Shift your mindset! A complete reframe is absolutely necessary. You know change is always around the corner so look at it as an opportunity. And because change is happening all the time, it means we are constantly faced with prospects for growth. There are steps we can take to move toward building change capacity. Here are a few:

  • Embrace change. Actually, be a champion of it. Shift away from the idea that change should be avoided to it being a chance for development. A learning organization is one that evolves and is better prepared to tackle the unknown.
     
  • Everyone reacts to change differently. People bring to situations their personal experiences, beliefs, and knowledge which forms their relationship to change. So at times we are resistant, passive, or controlling. But what we really need is to be aware, ready, and agile so when changes occur, it doesn’t feel like chaos. Awareness around our relationships to change will help us confront it.
     
  • Involving your people from the get-go. Having an executive change sponsor (you, as the leader) is not the same as engaging your employees early on; finding those champions for change initiatives. Fostering a learning culture will raise awareness around the positive impacts of change, increase engagement and ownership of change, and lead to sustained change adoption. After all, the purpose of a change is to get from one state to another.

▸ **Records supplied**:
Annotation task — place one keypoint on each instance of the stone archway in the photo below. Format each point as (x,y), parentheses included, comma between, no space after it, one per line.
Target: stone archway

---

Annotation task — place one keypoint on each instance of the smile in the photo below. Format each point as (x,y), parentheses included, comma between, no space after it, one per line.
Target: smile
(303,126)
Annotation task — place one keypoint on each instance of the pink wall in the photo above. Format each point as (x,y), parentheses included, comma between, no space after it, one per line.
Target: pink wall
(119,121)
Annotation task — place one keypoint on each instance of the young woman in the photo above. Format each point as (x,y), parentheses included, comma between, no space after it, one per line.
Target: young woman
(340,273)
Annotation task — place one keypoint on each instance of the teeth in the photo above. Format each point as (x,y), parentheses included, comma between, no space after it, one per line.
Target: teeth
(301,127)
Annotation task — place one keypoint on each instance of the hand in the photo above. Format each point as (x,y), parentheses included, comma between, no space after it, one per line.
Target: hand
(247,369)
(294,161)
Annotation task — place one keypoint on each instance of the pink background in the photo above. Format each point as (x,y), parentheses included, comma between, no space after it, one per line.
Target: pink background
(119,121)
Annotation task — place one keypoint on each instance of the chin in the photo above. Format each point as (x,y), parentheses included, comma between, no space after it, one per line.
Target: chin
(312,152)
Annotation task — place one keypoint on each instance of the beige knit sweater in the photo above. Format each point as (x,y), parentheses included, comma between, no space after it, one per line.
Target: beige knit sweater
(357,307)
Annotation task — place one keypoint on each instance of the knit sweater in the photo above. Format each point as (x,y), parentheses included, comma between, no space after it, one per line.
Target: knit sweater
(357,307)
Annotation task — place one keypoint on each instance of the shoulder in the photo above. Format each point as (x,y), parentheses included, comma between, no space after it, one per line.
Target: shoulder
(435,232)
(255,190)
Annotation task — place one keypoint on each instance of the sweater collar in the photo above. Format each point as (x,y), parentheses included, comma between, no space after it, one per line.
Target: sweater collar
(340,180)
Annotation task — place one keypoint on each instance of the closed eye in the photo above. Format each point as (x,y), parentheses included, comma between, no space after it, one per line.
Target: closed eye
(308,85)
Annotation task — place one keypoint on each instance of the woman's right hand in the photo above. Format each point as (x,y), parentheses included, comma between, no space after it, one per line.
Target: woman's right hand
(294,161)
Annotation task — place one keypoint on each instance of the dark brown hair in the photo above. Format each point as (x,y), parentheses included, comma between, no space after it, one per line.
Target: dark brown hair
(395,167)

▸ **Required work**:
[A] Rewrite everything from "Shift your mindset!" down to "tackle the unknown." in the passage on change capacity, substituting "occasion" for "opportunity".
[B] Summarize the passage on change capacity in two sentences.

▸ **Solutions to each task**:
[A]
Shift your mindset! A complete reframe is absolutely necessary. You know change is always around the corner so look at it as an occasion. And because change is happening all the time, it means we are constantly faced with prospects for growth. There are steps we can take to move toward building change capacity. Here are a few:

  • Embrace change. Actually, be a champion of it. Shift away from the idea that change should be avoided to it being a chance for development. A learning organization is one that evolves and is better prepared to tackle the unknown.

[B] The passage urges a shift in mindset so that constant change is seen as an opportunity for growth, and it offers several steps toward building change capacity. These steps are to embrace change as a chance for development, to become aware of how each person's relationship to change shapes their reaction to it, and to involve employees from the start so that a learning culture increases engagement and sustains change adoption.